### Task set
**1)** Rewrite the sheep herding thread starting with "## KZoppa (Aug" and going on through "or South California?", changing "board" to "forum".
**2)** Continue the sheep herding thread from the point where it stops.

# Sheep Herding



## pkhoury (Jun 4, 2011)

I was suggested to try sheep herding as a sport for Aero to participate in. Does anyone here have thoughts or experiences they can share, so I know what to expect? Aero's been around livestock a few times. The last time was with a cow and her two calves, of which he kept trying to bark and move them (despite being behind a fence).


----------



## GsdLoverr729 (Jun 20, 2010)

Well I can't really give advice, but Dakoda went through some herding training a couple months ago. If you plan to try it I suggest taking your time to find a very professional, intelligent trainer who owns sheep that have been accustomed to new dogs coming in.  

Koda actually tried to ride one of the sheep the first time she saw them. Once she got the hang of herding, she would focus more on cornering the babies then giving them kisses!


----------



## KZoppa (Aug 14, 2010)

Get in touch with Stosh on this board. She and her boy Stosh were doing herding training if i remember correctly.


----------



## Andaka (Jun 29, 2003)

Is San Dimas in North or South California?


----------



## pkhoury (Jun 4, 2011)

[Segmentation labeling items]

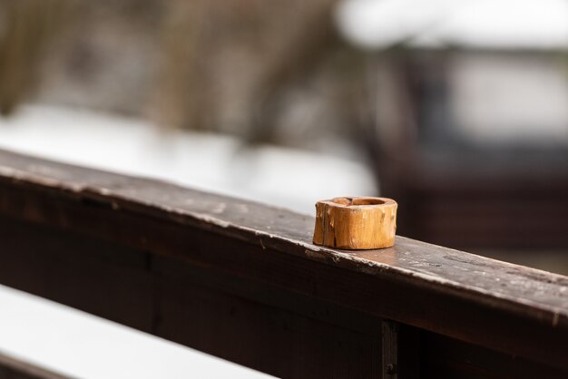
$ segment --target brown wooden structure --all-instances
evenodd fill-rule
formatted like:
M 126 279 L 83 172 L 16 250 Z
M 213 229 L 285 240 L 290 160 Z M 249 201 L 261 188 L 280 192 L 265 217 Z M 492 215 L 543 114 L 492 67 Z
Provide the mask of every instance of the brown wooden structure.
M 568 277 L 402 237 L 331 249 L 313 227 L 0 151 L 4 285 L 286 378 L 568 375 Z M 0 376 L 55 377 L 15 362 Z

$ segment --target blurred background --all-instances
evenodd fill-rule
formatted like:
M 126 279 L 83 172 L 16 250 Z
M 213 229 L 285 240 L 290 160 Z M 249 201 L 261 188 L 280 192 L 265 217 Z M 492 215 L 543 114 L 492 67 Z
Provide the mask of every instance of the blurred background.
M 0 147 L 568 274 L 567 0 L 0 0 Z
M 568 274 L 568 0 L 0 0 L 0 148 Z

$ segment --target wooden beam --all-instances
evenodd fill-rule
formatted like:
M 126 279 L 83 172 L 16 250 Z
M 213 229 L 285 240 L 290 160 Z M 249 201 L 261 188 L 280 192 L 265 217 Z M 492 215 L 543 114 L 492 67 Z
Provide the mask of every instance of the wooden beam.
M 8 286 L 279 376 L 379 376 L 383 318 L 548 377 L 568 371 L 568 277 L 401 237 L 331 249 L 311 243 L 313 227 L 254 202 L 0 151 Z

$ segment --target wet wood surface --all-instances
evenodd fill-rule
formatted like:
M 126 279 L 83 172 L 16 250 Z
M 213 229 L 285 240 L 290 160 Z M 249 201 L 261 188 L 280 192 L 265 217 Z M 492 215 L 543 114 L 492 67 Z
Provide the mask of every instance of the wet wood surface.
M 283 377 L 380 377 L 384 318 L 415 330 L 397 343 L 418 368 L 398 377 L 568 372 L 568 277 L 402 237 L 327 248 L 313 228 L 311 216 L 0 151 L 3 284 Z

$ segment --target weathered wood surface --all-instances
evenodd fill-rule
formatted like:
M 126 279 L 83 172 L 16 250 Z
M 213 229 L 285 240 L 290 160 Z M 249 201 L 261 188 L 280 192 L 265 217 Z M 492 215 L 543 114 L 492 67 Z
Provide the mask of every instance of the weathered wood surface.
M 568 277 L 401 237 L 330 249 L 311 243 L 313 227 L 285 209 L 0 151 L 6 285 L 279 376 L 380 375 L 382 318 L 419 330 L 422 346 L 429 335 L 473 346 L 475 370 L 495 377 L 506 373 L 491 371 L 495 356 L 547 377 L 568 371 Z M 425 349 L 424 373 L 473 364 L 469 353 L 441 348 L 436 361 Z

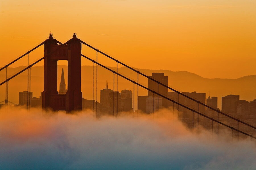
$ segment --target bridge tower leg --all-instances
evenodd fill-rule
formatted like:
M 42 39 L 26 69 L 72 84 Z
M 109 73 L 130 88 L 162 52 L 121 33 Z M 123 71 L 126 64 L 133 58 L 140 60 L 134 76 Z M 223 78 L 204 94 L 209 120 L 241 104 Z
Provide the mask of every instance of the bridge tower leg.
M 66 111 L 81 110 L 81 54 L 82 44 L 75 34 L 68 42 L 68 90 Z
M 44 43 L 44 56 L 52 52 L 55 49 L 53 46 L 57 45 L 52 35 Z M 48 56 L 44 59 L 44 91 L 42 93 L 42 106 L 43 108 L 55 108 L 51 104 L 53 95 L 58 94 L 57 91 L 57 60 Z

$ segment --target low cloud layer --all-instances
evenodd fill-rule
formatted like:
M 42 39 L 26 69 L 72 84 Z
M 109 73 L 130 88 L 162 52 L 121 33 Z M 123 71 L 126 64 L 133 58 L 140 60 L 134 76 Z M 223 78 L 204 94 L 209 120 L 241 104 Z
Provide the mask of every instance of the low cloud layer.
M 1 169 L 253 169 L 255 141 L 199 136 L 164 111 L 96 118 L 0 109 Z

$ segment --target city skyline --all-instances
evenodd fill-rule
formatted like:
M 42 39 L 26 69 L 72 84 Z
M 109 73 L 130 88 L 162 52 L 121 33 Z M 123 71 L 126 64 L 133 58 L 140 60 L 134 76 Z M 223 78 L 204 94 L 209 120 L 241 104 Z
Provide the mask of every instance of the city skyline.
M 0 169 L 254 169 L 255 9 L 2 0 Z

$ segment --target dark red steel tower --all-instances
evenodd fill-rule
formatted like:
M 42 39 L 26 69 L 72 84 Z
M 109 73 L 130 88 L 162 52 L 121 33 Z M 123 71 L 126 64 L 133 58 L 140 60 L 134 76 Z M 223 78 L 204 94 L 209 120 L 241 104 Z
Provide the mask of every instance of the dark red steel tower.
M 64 46 L 60 47 L 57 41 L 50 34 L 44 43 L 44 76 L 42 107 L 53 110 L 70 112 L 82 110 L 81 92 L 80 40 L 76 34 Z M 68 61 L 67 91 L 59 94 L 57 91 L 57 61 Z

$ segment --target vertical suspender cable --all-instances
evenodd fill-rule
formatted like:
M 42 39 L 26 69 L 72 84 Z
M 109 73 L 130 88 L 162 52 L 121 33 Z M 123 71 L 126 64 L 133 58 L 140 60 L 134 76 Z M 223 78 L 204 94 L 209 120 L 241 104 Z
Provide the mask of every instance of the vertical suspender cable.
M 238 121 L 237 121 L 237 129 L 239 130 L 239 122 Z M 239 139 L 239 134 L 238 133 L 238 131 L 237 131 L 237 141 L 238 141 Z
M 96 61 L 98 62 L 98 52 L 96 52 Z M 98 64 L 96 63 L 96 115 L 97 116 L 97 103 L 98 103 Z
M 9 101 L 9 99 L 8 98 L 8 92 L 9 92 L 9 81 L 7 82 L 7 100 L 6 101 L 7 105 L 8 105 L 8 102 Z
M 172 102 L 172 117 L 174 121 L 174 102 Z
M 157 93 L 159 93 L 159 84 L 157 83 Z M 159 107 L 159 95 L 157 95 L 157 111 L 158 111 L 158 110 Z M 157 115 L 158 115 L 158 112 L 157 112 Z
M 135 92 L 135 84 L 134 83 L 133 83 L 133 112 L 134 112 L 135 111 L 135 106 L 134 105 L 134 99 L 135 99 L 134 97 L 135 97 L 135 94 L 134 94 L 134 93 Z
M 29 65 L 29 54 L 28 54 L 28 66 Z M 28 76 L 29 76 L 29 71 L 28 69 L 28 90 L 27 90 L 27 108 L 28 109 L 28 95 L 29 94 L 28 94 L 28 85 L 29 85 L 29 82 L 28 82 Z
M 7 67 L 5 69 L 5 80 L 7 79 Z M 7 82 L 5 83 L 5 104 L 7 104 Z
M 192 131 L 194 131 L 194 112 L 192 112 Z
M 115 73 L 113 74 L 113 116 L 115 116 Z
M 118 73 L 118 63 L 117 62 L 116 71 Z M 116 75 L 116 116 L 118 111 L 118 75 Z
M 178 103 L 179 103 L 179 94 L 178 94 Z M 179 105 L 177 105 L 177 118 L 179 120 Z
M 31 67 L 29 68 L 29 106 L 30 108 L 31 99 L 30 99 L 30 93 L 31 92 Z M 33 96 L 32 96 L 33 97 Z
M 139 113 L 139 73 L 137 73 L 137 116 Z
M 213 133 L 213 121 L 212 120 L 212 132 Z
M 219 113 L 217 112 L 218 114 L 217 115 L 217 116 L 218 117 L 217 118 L 217 119 L 218 120 L 218 121 L 219 121 Z M 217 133 L 218 135 L 218 139 L 219 139 L 219 123 L 217 123 Z
M 94 112 L 94 63 L 93 63 L 92 71 L 92 112 Z
M 153 113 L 155 112 L 155 94 L 153 93 Z
M 197 103 L 197 111 L 199 112 L 199 103 Z M 199 133 L 199 115 L 197 114 L 197 134 Z

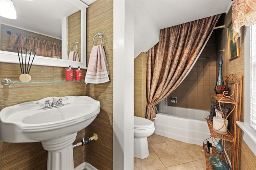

### Results for the exercise
**1)**
## KZoppa (Aug 14, 2010)

Get in touch with Stosh on this forum. She and her boy Stosh were doing herding training if i remember correctly.


----------



## Andaka (Jun 29, 2003)

Is San Dimas in North or South California?

**2)**
Andaka said:


> Is San Dimas in North or South California?


Southern California.
City of San Dimas - Welcome

It has a western flair to it, is dog friendly for the most part, and has a fairly decent dog park. And we liked it (before daylight savings kicked in) because there were about 6 GSDs who were regulars (including a white one).


----------



## pkhoury (Jun 4, 2011)

I have an appointment this Saturday with these guys:
Our Training and Classes

They seem to be experienced, and I was recommended to them by someone from Westside GSD Rescue, where Aero came from. Anything else I should know about sheep herding?


----------



## Andaka (Jun 29, 2003)

If you have a good instructor he/she will be able to tell you all you need to know.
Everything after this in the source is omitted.